To do :: Print every one of the rows below word for word, omitting the pictures.

Extracted records ::
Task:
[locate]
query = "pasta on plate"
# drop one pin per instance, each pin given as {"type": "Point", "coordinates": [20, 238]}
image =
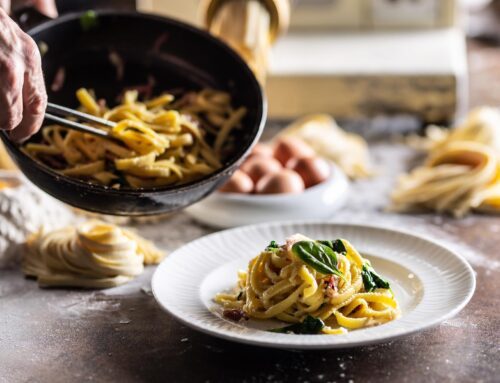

Task response ::
Task:
[locate]
query = "pasta on plate"
# drop one pin per instance, each pin given as {"type": "Point", "coordinates": [20, 238]}
image =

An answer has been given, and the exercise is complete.